## WHAT IS EXPECTED
Print the records from the line with "For the green foliage" up to and including the line with "For the red elytra", copying each line exactly and nothing else.

## TASK INPUTS

☆ ☆ ☆ ☆

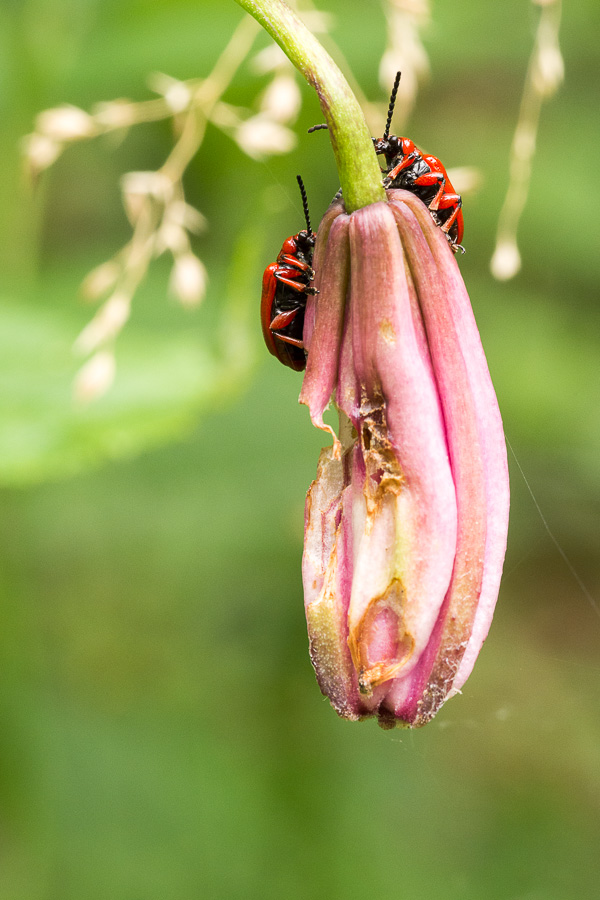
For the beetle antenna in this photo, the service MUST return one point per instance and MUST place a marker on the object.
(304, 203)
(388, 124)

☆ ☆ ☆ ☆

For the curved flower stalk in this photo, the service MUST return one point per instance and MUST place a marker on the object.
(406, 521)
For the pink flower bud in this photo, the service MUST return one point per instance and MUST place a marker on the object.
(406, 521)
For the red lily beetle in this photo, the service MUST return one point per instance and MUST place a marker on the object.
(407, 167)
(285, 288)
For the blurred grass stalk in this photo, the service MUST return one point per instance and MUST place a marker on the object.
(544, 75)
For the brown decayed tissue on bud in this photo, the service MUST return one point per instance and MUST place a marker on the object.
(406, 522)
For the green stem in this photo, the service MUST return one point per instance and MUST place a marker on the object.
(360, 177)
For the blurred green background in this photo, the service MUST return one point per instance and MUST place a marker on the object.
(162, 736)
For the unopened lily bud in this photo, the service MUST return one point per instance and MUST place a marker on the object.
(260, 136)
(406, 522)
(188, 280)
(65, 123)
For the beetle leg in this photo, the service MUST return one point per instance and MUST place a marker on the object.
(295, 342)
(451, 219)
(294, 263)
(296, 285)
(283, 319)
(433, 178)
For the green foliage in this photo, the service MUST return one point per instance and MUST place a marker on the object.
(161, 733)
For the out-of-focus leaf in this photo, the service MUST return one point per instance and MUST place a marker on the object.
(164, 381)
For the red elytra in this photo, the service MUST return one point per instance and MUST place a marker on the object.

☆ ☆ ☆ ☆

## FINAL RESULT
For the green foliage in this photo, the service MUST return one point per instance and MUST place a marker on the object.
(161, 733)
For the out-of-focus leaf in this photo, the service MUST return one point per instance and MUST place a marker on the object.
(164, 381)
For the red elytra in this photo, the service MUST return one point per instance and MUST place a marker on the object.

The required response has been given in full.